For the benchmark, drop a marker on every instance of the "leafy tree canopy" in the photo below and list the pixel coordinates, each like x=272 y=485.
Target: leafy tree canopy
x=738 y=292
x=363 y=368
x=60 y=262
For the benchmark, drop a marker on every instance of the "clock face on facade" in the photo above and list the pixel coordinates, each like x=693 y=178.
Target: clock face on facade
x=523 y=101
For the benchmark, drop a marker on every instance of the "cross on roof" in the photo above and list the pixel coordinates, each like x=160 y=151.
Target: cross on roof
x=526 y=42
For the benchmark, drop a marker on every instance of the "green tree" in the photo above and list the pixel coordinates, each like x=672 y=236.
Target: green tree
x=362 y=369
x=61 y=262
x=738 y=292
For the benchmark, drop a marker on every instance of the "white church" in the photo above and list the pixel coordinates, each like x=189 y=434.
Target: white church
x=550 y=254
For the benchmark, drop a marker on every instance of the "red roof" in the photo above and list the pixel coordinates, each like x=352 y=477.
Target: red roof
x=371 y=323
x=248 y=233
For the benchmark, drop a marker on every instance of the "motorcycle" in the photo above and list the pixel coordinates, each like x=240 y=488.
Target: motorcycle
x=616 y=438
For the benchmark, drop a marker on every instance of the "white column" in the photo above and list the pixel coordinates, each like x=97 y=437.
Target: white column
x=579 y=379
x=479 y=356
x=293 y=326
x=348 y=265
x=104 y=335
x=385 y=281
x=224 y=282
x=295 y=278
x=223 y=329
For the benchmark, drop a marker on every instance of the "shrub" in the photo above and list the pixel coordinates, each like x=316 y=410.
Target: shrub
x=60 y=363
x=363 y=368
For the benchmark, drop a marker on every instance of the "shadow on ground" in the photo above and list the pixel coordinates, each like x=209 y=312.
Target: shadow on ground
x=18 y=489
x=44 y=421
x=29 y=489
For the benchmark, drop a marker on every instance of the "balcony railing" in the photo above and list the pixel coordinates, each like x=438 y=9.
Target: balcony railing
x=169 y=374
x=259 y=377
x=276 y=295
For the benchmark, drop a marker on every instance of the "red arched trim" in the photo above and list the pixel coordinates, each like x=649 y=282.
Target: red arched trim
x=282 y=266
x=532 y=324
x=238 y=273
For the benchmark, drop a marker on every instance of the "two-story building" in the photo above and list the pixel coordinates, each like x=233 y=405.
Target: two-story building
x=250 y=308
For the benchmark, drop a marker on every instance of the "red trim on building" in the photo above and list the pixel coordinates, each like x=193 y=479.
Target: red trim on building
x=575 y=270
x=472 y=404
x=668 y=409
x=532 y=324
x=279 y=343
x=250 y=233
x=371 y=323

+ + + +

» **DIRECTIONS FOR THIS TASK**: Copy all of the records above word for word, with no changes.

» **RESPONSE TO THE TASK**:
For the benchmark, drop a marker on every instance of the "leafy tree canopy" in the photo below and list the pixel coordinates, each like x=272 y=485.
Target: leafy tree canopy
x=738 y=292
x=363 y=368
x=60 y=262
For the benchmark, drop a marker on every instance of the "clock face on facade" in the photo above and list the pixel coordinates, each like x=693 y=178.
Target: clock face on facade
x=523 y=101
For the benchmark, drop a marker on every instance of the "cross on roof" in the photo above and list the pixel coordinates, each like x=160 y=151.
Target: cross on roof
x=526 y=42
For the benchmark, drop a marker on every instance of the "green tree" in the photo above and list the pixel coordinates, each like x=672 y=236.
Target: green tree
x=362 y=369
x=61 y=262
x=738 y=292
For the benchmark, drop a marker on every instance of the "white church" in the photo above and list the pixel coordinates, each like x=189 y=434.
Target: white church
x=550 y=254
For the benchmark, drop a marker on every instance of the "red roof" in the photo above and list the pixel coordinates, each like x=352 y=477.
Target: red roof
x=371 y=323
x=248 y=233
For the benchmark, drop a marker on every instance of the "motorcycle" in the photo above and list the pixel coordinates, each like x=240 y=488.
Target: motorcycle
x=616 y=438
For the benchmark, drop a marker on every instance of the "white column" in the photo above and list the pixel coordinates, each like x=97 y=437.
Target: white column
x=579 y=379
x=479 y=356
x=293 y=326
x=348 y=265
x=104 y=335
x=385 y=281
x=224 y=282
x=295 y=278
x=223 y=329
For the benchmark, drop a marker on every instance of the "shrub" in the photo above and list the pixel coordinates, each like x=316 y=410.
Target: shrub
x=60 y=363
x=363 y=368
For the benchmark, drop a marker on every instance of the "shadow on ground" in the photo above and list the pixel coordinates, each like x=209 y=312.
Target: shadow on ground
x=18 y=489
x=44 y=421
x=29 y=489
For the benchmark, drop a marker on every instance of the "balcony railing" in the photo above and list the pixel coordinates, each like x=438 y=9.
Target: balcony railing
x=169 y=374
x=259 y=377
x=276 y=295
For the benchmark, drop a marker on every instance of the "red arched trim" in the photo above and list the pixel coordinates, each like x=649 y=282.
Target: red arched trim
x=282 y=266
x=532 y=324
x=238 y=273
For the benchmark, drop a marker on every instance of the "two-story building" in the photo above and list the pixel coordinates, each like x=233 y=405.
Target: two-story building
x=250 y=308
For the benchmark, drop a marker on every instance of the "red trim on building" in the photo above and list the pixel coordinates, each like x=193 y=479.
Target: red trim on building
x=575 y=270
x=472 y=404
x=668 y=409
x=532 y=324
x=279 y=343
x=250 y=233
x=371 y=323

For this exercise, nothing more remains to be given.